Exercise aim>
Write the entries again exactly, with no line missing.

Given data>
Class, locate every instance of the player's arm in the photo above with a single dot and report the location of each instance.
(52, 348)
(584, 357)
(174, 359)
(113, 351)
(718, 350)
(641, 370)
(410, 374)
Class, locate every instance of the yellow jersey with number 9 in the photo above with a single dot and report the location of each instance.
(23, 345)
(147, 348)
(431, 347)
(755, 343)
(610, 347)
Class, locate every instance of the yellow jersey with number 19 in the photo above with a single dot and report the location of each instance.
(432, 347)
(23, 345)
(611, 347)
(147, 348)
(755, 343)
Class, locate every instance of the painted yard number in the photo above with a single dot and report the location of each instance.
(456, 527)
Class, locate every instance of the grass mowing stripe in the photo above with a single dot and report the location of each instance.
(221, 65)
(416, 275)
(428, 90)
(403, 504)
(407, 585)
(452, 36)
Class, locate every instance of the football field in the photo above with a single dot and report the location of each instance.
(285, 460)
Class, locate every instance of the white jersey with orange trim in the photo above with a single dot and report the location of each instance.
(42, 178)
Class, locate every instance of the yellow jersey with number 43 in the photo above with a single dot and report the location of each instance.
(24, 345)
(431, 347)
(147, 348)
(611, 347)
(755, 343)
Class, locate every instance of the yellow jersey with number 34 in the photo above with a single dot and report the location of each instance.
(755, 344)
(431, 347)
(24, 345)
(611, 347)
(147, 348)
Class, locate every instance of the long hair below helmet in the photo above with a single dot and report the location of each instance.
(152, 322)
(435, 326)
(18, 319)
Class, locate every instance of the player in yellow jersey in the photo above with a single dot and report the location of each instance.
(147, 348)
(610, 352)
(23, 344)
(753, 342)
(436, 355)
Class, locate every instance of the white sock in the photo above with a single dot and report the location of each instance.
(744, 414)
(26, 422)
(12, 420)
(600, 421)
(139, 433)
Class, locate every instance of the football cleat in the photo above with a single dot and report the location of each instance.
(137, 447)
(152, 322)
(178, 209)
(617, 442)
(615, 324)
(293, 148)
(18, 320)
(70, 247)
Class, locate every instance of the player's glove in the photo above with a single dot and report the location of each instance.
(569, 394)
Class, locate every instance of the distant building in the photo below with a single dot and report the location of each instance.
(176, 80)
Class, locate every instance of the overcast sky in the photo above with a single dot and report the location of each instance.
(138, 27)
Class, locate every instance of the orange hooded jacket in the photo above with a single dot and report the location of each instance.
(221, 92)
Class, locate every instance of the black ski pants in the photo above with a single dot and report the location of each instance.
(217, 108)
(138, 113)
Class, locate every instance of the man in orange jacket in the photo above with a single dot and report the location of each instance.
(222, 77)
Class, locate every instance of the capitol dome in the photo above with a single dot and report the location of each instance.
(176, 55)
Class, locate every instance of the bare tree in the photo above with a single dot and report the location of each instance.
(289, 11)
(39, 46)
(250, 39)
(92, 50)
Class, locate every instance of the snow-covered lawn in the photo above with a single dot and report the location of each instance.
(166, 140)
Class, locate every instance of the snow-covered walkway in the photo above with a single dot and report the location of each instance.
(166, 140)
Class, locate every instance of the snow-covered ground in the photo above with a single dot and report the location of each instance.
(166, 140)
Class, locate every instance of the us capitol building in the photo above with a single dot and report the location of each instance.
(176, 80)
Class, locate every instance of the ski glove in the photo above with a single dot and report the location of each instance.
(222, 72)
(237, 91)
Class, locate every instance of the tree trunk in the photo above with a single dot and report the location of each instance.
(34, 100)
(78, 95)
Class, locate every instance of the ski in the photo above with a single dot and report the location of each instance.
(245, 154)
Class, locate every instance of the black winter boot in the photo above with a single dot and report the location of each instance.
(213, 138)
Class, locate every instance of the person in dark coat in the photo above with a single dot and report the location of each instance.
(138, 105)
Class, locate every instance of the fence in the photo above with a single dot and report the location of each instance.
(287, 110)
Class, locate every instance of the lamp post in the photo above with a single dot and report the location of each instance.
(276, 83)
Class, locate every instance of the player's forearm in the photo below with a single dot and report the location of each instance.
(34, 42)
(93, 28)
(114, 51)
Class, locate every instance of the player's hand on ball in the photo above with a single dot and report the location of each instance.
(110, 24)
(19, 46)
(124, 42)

Answer space>
Class, locate every instance of the player's arm in the photo above with a single dot and report the location of each instance.
(52, 348)
(584, 357)
(174, 359)
(113, 351)
(718, 350)
(641, 370)
(410, 374)
Class, locate every instance of the yellow jersey with number 9 in the photo above with a single dot and report the location of each instance.
(23, 345)
(147, 348)
(431, 347)
(755, 343)
(610, 347)
Class, locate every instance of the yellow jersey with number 19 in the photo above with a single dot and report the location of each instance.
(432, 347)
(23, 345)
(611, 347)
(147, 348)
(755, 343)
Class, locate every instance of the painted yard number in the photo above with a single dot and report the location of each instance.
(456, 527)
Class, locate every instance of the grass mowing stripe in the photo above with a single dot and report the location of each instance.
(221, 65)
(416, 275)
(428, 90)
(403, 504)
(407, 585)
(452, 36)
Class, locate every instance of the football field in the photo above with a single dot and report the location of each instance.
(285, 460)
Class, locate every instance of the white jersey with orange trim in the photo above with a single dot and report the location of each instance.
(42, 178)
Class, locate every instance of the yellow jersey with number 43 in the photo above with a single dot and report the location of each instance.
(24, 345)
(431, 347)
(147, 348)
(611, 347)
(755, 343)
Class, locate every instance of the yellow jersey with number 34 in the photo above with a single dot and report the location of each instance.
(755, 344)
(431, 347)
(24, 345)
(611, 347)
(147, 348)
Class, locate every instance of the long hair below helmet in the photo above with a single dot and report the location of each instance.
(152, 322)
(435, 326)
(18, 319)
Class, locate every instance of the player in yellow jersey in the photo above with a single dot and report the location of each instance.
(147, 348)
(610, 352)
(23, 344)
(753, 342)
(436, 355)
Class, locate every instance of the white sock in the photo above with a single dot and report the location of each instance.
(744, 414)
(26, 422)
(12, 420)
(600, 421)
(139, 433)
Class, locate every instance of the football cleat in the photo above with a single dot and report the location of each instance.
(137, 447)
(152, 322)
(178, 209)
(617, 442)
(615, 324)
(293, 148)
(18, 320)
(70, 247)
Class, locate every instance of the player's glove in the photo above with a single dot and report the location of each instance.
(569, 394)
Class, locate every instance of the distant building in the photo below with a single dot and report the location of each instance.
(176, 80)
Class, locate every instance of the overcast sky in the photo above with a single dot and report the location of each instance.
(138, 27)
Class, locate every instance of the orange hooded jacket in the photo above with a single dot and report the location of each instance.
(221, 92)
Class, locate every instance of the black ski pants in the photo above with a single dot and report the location of each instance.
(217, 108)
(138, 113)
Class, locate every instance of the man in orange jacket in the photo above with a single dot and report the location of each instance.
(222, 77)
Class, locate every instance of the capitol dome in the photo above with a single dot and report the location of each instance.
(176, 55)
Class, locate every instance of the bare tree in the photo above with a single dot and report the location of each instance.
(289, 11)
(39, 46)
(250, 39)
(92, 50)
Class, locate every instance of the snow-covered lawn in the photo above with a single dot and report the location of each instance.
(166, 140)
Class, locate every instance of the snow-covered walkway in the photo above with a single dot and report the location of each instance.
(166, 140)
Class, locate every instance of the snow-covered ground in the photo above with a single dot and report the location of each instance.
(166, 140)
Class, locate every instance of the us capitol building in the photo above with a single dot and report the location of each instance.
(176, 80)
Class, locate every instance of the ski glove in the photo above with a single dot and report the location of each instance.
(222, 72)
(237, 91)
Class, locate every instance of the tree trunk in the photo above with a single dot and report the location of each instance.
(34, 100)
(78, 95)
Class, locate every instance of the ski in the photo above with a single dot and report the location of each instance.
(245, 154)
Class, locate every instance of the black winter boot in the photo above with a single dot and report the location of each instance.
(213, 138)
Class, locate every instance of the person in dark coat in the photo above with a single dot and report the location of each instance.
(138, 105)
Class, locate every instance of the fence in the photo above with a single dot and report the location of each instance.
(287, 110)
Class, locate every instance of the lamp post in the photo above with a single dot and report the location of each instance.
(276, 83)
Class, locate every instance of the player's forearm in the photo below with a single dot and report the location of each instance.
(34, 42)
(93, 28)
(114, 51)
Class, locate every instance of the player's hand on ball in the photo above with a single dot and report the location of each instance.
(110, 24)
(19, 46)
(124, 42)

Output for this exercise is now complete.